In Response To: Re: What are we fighting for? ()

One of my faults is that I take what people say word for word. If you make a statement, I tend to believe that you meant what you wrote.

It's unreasonable to throw out the testimony of a man simply because his family was associated with slave ownership. David Upton quoted two Mississippi officers from slaveholding households who wrote home about fighting for their rights. Both gave their lives for the Confederacy, and should be honored for doing so.

However, if you must have the word of a non-slaveholder who grew up in a poor Southern household, this man qualifies.

Oates was born on November 30, 1833, in Pike County, Alabama, the son of William and Sarah Oates, poor farmers who struggled to survive in the wiregrass country where nothing grew quickly except one's debts. His formal education was paltry, and he attended school off and on throughout his childhood, but most of what he learned came from teaching himself. As a child, he liked practical jokes and rigorous play, although a younger brother, John, and he would pretend to be stump preachers giving rousing sermons under the trees near their father's cabin.

====

Work task. Rewrite the paragraph of the forum post that begins "Oates was born on November 30, 1833" as a short bulleted list of its main facts.

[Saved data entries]

====

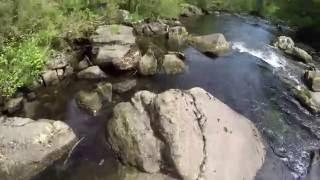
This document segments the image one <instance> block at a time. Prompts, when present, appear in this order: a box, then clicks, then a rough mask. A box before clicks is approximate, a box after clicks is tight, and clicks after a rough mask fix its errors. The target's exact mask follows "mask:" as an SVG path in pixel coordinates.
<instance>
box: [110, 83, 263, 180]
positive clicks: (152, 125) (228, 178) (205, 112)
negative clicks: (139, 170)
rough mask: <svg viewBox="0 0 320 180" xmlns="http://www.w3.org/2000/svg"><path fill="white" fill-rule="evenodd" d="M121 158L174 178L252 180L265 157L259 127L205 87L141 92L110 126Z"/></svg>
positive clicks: (111, 135) (131, 99)
mask: <svg viewBox="0 0 320 180" xmlns="http://www.w3.org/2000/svg"><path fill="white" fill-rule="evenodd" d="M108 134H109V137H108V139H109V143H110V145H111V147H112V148H113V150H114V151H115V152H116V153H117V154H118V156H119V158H120V160H121V161H122V162H123V163H124V164H126V165H129V166H133V167H136V168H137V169H139V170H140V171H143V172H148V173H159V172H161V173H162V172H166V174H167V175H169V176H171V177H172V178H175V179H185V180H197V179H208V180H209V179H228V180H238V179H246V180H251V179H252V180H253V179H254V177H255V175H256V173H257V171H258V170H259V169H260V168H261V166H262V164H263V162H264V158H265V148H264V145H263V143H262V140H261V137H260V134H259V132H258V131H257V129H256V128H255V127H254V125H253V124H252V123H251V122H250V121H249V120H248V119H246V118H245V117H243V116H241V115H240V114H238V113H236V112H234V111H233V110H231V109H230V108H229V107H228V106H226V105H225V104H223V103H222V102H221V101H219V100H218V99H216V98H214V97H213V96H212V95H210V94H209V93H207V92H206V91H204V90H203V89H200V88H193V89H191V90H188V91H182V90H168V91H166V92H163V93H161V94H154V93H151V92H148V91H140V92H138V93H136V94H135V95H134V97H133V98H132V99H131V102H126V103H120V104H118V105H117V106H116V107H115V109H114V116H113V117H112V119H111V120H110V121H109V124H108Z"/></svg>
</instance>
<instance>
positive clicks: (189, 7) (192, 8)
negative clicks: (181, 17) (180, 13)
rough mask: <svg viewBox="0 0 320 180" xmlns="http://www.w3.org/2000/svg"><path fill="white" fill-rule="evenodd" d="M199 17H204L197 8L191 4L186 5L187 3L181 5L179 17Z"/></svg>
mask: <svg viewBox="0 0 320 180" xmlns="http://www.w3.org/2000/svg"><path fill="white" fill-rule="evenodd" d="M201 15H204V13H203V11H202V10H201V9H200V8H198V7H197V6H194V5H192V4H187V3H184V4H182V12H181V16H186V17H190V16H201Z"/></svg>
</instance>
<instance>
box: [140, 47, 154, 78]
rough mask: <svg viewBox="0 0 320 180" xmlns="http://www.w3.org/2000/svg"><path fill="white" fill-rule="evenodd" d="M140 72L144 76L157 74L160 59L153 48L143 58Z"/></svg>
mask: <svg viewBox="0 0 320 180" xmlns="http://www.w3.org/2000/svg"><path fill="white" fill-rule="evenodd" d="M138 69H139V73H140V74H142V75H144V76H149V75H155V74H156V73H157V69H158V61H157V58H156V57H155V55H154V52H153V51H152V49H148V51H147V53H146V54H145V55H144V56H143V57H142V58H141V60H140V61H139V65H138Z"/></svg>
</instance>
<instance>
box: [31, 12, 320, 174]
mask: <svg viewBox="0 0 320 180" xmlns="http://www.w3.org/2000/svg"><path fill="white" fill-rule="evenodd" d="M182 21H183V22H184V24H185V25H186V27H187V29H188V31H189V32H190V33H191V34H196V35H204V34H210V33H217V32H219V33H223V34H224V35H225V36H226V38H227V39H228V40H229V41H230V42H231V44H232V52H231V53H229V54H228V55H226V56H223V57H216V58H210V57H207V56H204V55H203V54H201V53H200V52H198V51H197V50H195V49H193V48H191V47H189V48H187V49H186V50H185V55H186V61H187V64H188V71H187V72H186V73H184V74H182V75H177V76H165V75H157V76H154V77H152V78H142V77H136V79H137V80H138V86H137V87H136V88H135V89H134V91H137V90H142V89H147V90H150V91H153V92H162V91H164V90H167V89H170V88H180V89H189V88H192V87H195V86H198V87H202V88H203V89H205V90H207V91H208V92H210V93H212V94H213V95H214V96H215V97H217V98H219V99H220V100H222V101H223V102H224V103H226V104H227V105H229V106H230V107H231V108H233V109H234V110H235V111H237V112H239V113H241V114H242V115H244V116H246V117H248V118H249V119H250V120H252V121H253V122H254V123H255V125H256V126H257V127H258V128H259V130H260V132H261V133H262V135H263V137H264V140H265V144H266V147H267V151H268V153H267V158H266V162H265V165H264V166H263V168H262V169H261V170H260V172H259V173H258V175H257V177H256V179H257V180H270V179H272V180H278V179H279V180H301V179H306V180H317V179H320V178H319V177H320V176H319V172H320V169H317V168H314V167H312V166H311V165H310V164H311V163H312V158H313V156H314V154H315V152H318V151H319V150H320V142H319V138H320V119H319V118H318V117H317V116H315V115H312V114H310V113H309V112H308V111H307V110H306V109H304V108H303V107H302V106H301V105H300V104H299V103H298V101H296V100H295V98H294V97H293V96H292V94H291V93H290V92H289V91H288V87H287V84H288V83H290V84H294V85H297V86H303V83H302V80H301V77H302V74H303V70H304V69H305V68H306V67H305V66H304V65H303V64H300V63H298V62H296V61H295V60H293V59H291V58H289V57H286V56H284V55H283V54H282V53H281V52H279V51H277V50H276V49H274V48H273V47H271V46H270V44H271V42H272V40H274V39H275V38H276V37H277V36H278V35H280V33H279V32H278V31H277V29H276V28H275V27H274V26H272V25H271V24H269V23H268V22H267V21H264V20H261V19H257V18H253V17H242V16H235V15H229V14H221V15H220V16H214V15H210V16H204V17H193V18H188V19H183V20H182ZM130 77H131V76H130ZM110 81H111V82H116V81H119V79H118V77H114V78H111V79H110ZM94 84H95V83H94V82H79V81H77V82H73V81H71V82H65V83H63V84H61V85H60V86H58V87H52V88H49V89H46V90H43V91H40V92H39V94H40V100H39V102H38V104H37V105H35V109H36V113H34V114H32V116H33V118H51V119H55V118H56V119H62V120H65V121H66V122H67V123H68V124H69V125H70V126H71V127H72V128H73V129H74V131H75V132H76V133H77V135H78V136H79V137H80V138H81V137H85V139H84V140H83V142H81V143H80V145H79V147H77V148H76V150H75V152H73V153H72V155H71V158H70V159H69V160H68V162H67V166H62V164H63V161H61V162H57V163H56V164H55V165H54V166H52V167H50V168H49V169H48V170H47V171H46V172H45V173H43V174H42V175H41V176H39V177H38V178H36V179H37V180H51V179H52V180H53V179H54V180H60V179H61V180H69V179H72V180H73V179H74V180H91V179H99V180H100V179H101V180H102V179H103V180H109V179H110V180H117V179H119V180H120V179H121V172H119V171H120V170H119V169H121V168H120V167H119V166H120V165H119V164H118V162H117V161H116V160H115V159H114V158H113V155H112V153H111V152H110V151H109V148H108V146H107V145H106V143H105V138H104V137H105V135H104V130H105V124H106V121H107V119H108V117H107V116H108V115H110V112H111V110H112V107H106V108H105V109H104V111H103V112H102V113H101V116H98V117H91V116H89V115H87V114H86V113H84V112H82V111H81V110H79V109H78V108H77V107H76V105H75V102H74V95H75V93H76V92H77V91H78V90H80V89H90V88H92V87H93V85H94ZM134 91H133V92H130V93H128V94H125V95H122V96H116V97H115V99H117V101H124V100H128V99H129V97H130V96H131V95H132V94H133V93H134ZM52 92H54V93H52ZM310 174H312V175H310Z"/></svg>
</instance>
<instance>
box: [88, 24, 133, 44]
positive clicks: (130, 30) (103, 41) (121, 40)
mask: <svg viewBox="0 0 320 180" xmlns="http://www.w3.org/2000/svg"><path fill="white" fill-rule="evenodd" d="M91 39H92V42H93V43H94V44H134V43H135V41H136V38H135V36H134V34H133V28H132V27H129V26H124V25H117V24H114V25H105V26H100V27H98V29H97V30H96V35H93V36H92V37H91Z"/></svg>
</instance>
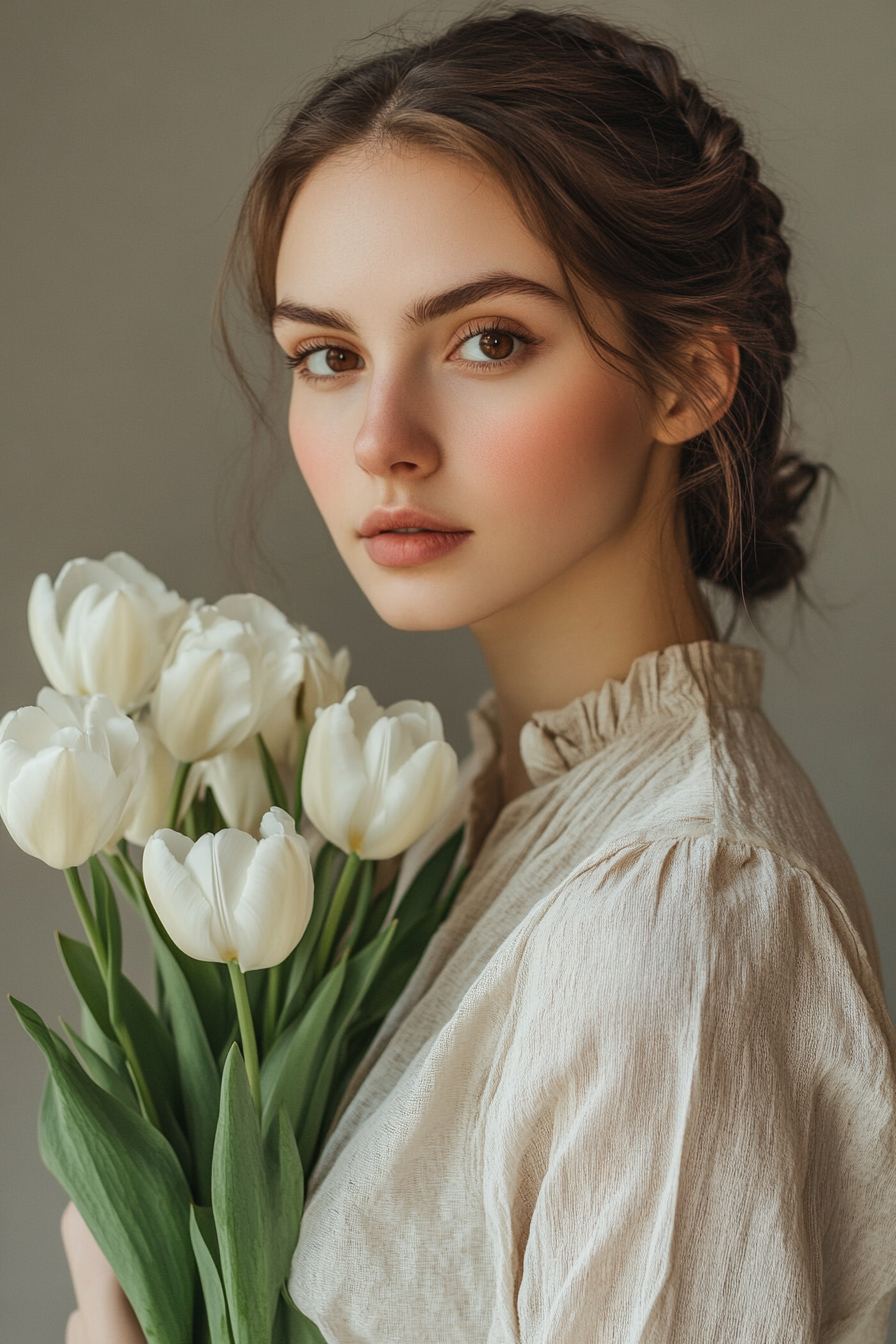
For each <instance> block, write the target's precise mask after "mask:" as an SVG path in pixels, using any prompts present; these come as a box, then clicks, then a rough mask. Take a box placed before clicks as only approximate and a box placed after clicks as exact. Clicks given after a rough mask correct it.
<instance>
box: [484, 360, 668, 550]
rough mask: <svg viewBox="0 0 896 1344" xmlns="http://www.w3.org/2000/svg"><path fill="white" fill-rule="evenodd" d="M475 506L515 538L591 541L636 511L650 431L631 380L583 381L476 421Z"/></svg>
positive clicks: (626, 517) (646, 459)
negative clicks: (533, 538) (505, 529)
mask: <svg viewBox="0 0 896 1344" xmlns="http://www.w3.org/2000/svg"><path fill="white" fill-rule="evenodd" d="M476 437H477V439H478V442H480V445H481V454H480V469H478V472H477V476H478V480H480V485H481V492H482V501H484V503H485V500H486V499H488V500H489V501H490V505H492V507H493V508H494V509H496V511H498V513H500V516H502V517H504V519H505V520H506V524H508V526H509V527H512V528H513V530H514V531H519V530H521V528H523V530H524V531H527V532H528V534H529V535H532V536H535V535H537V534H551V535H555V536H556V539H557V544H560V546H564V544H572V546H576V547H578V546H580V544H588V543H591V544H596V543H598V542H599V540H602V539H603V538H604V536H606V535H610V534H613V532H614V531H617V530H618V528H621V527H623V526H625V524H626V523H629V521H630V520H631V517H633V515H634V512H635V509H637V507H638V503H639V499H641V493H642V487H643V480H645V474H646V468H647V458H649V446H650V442H652V439H650V434H649V431H647V427H646V423H645V417H643V413H642V406H641V403H639V399H638V396H637V394H635V391H634V390H633V388H631V386H630V384H629V383H625V382H623V383H622V386H619V383H618V382H617V380H615V379H607V378H602V376H600V374H598V375H596V376H594V378H584V379H580V380H578V382H576V383H574V384H571V386H570V384H567V386H564V387H560V388H552V391H551V394H549V395H537V396H533V398H532V399H529V398H525V399H520V401H519V402H517V403H516V405H508V406H506V407H504V414H501V415H500V417H496V418H494V419H492V418H490V417H489V418H486V419H485V422H482V421H480V423H478V426H477V433H476Z"/></svg>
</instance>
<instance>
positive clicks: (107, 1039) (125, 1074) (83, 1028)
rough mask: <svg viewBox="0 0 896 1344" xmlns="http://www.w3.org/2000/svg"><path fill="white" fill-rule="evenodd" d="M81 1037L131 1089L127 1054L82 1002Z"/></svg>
mask: <svg viewBox="0 0 896 1344" xmlns="http://www.w3.org/2000/svg"><path fill="white" fill-rule="evenodd" d="M81 1035H82V1036H83V1039H85V1043H86V1044H87V1046H90V1048H91V1050H93V1051H95V1054H98V1055H99V1056H101V1058H102V1059H105V1060H106V1063H107V1064H109V1067H110V1068H114V1071H116V1073H117V1074H118V1077H120V1078H121V1079H122V1082H125V1083H128V1086H129V1087H132V1086H133V1082H132V1078H130V1074H129V1073H128V1062H126V1058H125V1052H124V1050H122V1048H121V1046H120V1044H118V1042H117V1040H110V1039H109V1036H106V1034H105V1031H102V1030H101V1027H99V1025H98V1023H97V1019H95V1017H94V1015H93V1013H91V1012H90V1008H87V1004H86V1003H85V1001H83V999H82V1000H81Z"/></svg>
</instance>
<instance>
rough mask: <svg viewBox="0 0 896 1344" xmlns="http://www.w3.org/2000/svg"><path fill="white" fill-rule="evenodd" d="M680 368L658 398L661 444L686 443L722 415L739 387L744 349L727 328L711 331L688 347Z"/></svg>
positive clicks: (658, 425) (701, 431)
mask: <svg viewBox="0 0 896 1344" xmlns="http://www.w3.org/2000/svg"><path fill="white" fill-rule="evenodd" d="M680 368H681V372H680V375H678V379H677V382H676V383H674V384H672V386H669V387H668V388H666V390H665V391H661V392H660V395H658V398H657V423H656V427H654V437H656V439H657V442H660V444H686V442H688V439H690V438H696V437H697V434H703V433H705V430H708V429H709V426H711V425H715V423H716V421H719V419H721V417H723V415H724V414H725V411H727V410H728V407H729V406H731V403H732V401H733V396H735V391H736V388H737V375H739V374H740V349H739V348H737V345H736V344H735V343H733V341H732V340H731V339H729V337H728V333H727V332H719V333H717V335H715V333H711V335H707V336H705V337H701V339H700V340H696V341H693V343H692V344H690V345H688V347H685V349H684V358H682V362H681V366H680Z"/></svg>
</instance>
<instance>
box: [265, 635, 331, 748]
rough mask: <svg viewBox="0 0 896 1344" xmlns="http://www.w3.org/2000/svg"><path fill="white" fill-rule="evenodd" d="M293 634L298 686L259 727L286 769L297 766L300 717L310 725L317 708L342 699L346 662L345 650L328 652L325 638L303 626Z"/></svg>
mask: <svg viewBox="0 0 896 1344" xmlns="http://www.w3.org/2000/svg"><path fill="white" fill-rule="evenodd" d="M296 634H297V637H298V648H300V652H301V656H302V671H301V680H300V685H298V687H297V688H296V689H293V691H290V692H289V695H286V696H285V698H283V699H282V700H281V702H279V703H278V704H275V706H274V708H273V710H271V711H270V714H269V715H267V716H266V718H265V720H263V722H262V723H261V724H259V728H258V731H259V732H261V735H262V737H263V738H265V743H266V746H267V750H269V751H270V754H271V757H273V758H274V761H277V763H278V765H283V766H287V767H289V769H292V767H293V766H294V765H296V758H297V750H298V741H300V735H298V726H300V716H301V719H304V720H305V723H308V724H309V726H310V724H312V723H313V722H314V715H316V714H317V711H318V710H325V708H326V707H328V706H330V704H336V703H337V702H339V700H341V699H343V696H344V695H345V677H347V676H348V664H349V656H348V649H340V650H339V653H334V655H333V653H330V650H329V645H328V644H326V640H325V638H324V637H322V636H320V634H317V633H316V632H314V630H309V629H308V626H306V625H298V626H296ZM300 707H301V715H300Z"/></svg>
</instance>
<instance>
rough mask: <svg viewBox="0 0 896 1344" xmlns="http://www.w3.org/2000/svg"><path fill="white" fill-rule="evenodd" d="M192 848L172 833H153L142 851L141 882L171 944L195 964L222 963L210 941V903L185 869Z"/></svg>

====

Result of the exercise.
- Born November 30, 1833, in Pike County, Alabama.
- Son of William and Sarah Oates, poor farmers struggling in the wiregrass country.
- Had little formal schooling, attending only off and on, and learned mostly by teaching himself.
- As a child, enjoyed practical jokes and rigorous play.
- With his younger brother John, pretended to be a stump preacher giving sermons under the trees near their father's cabin.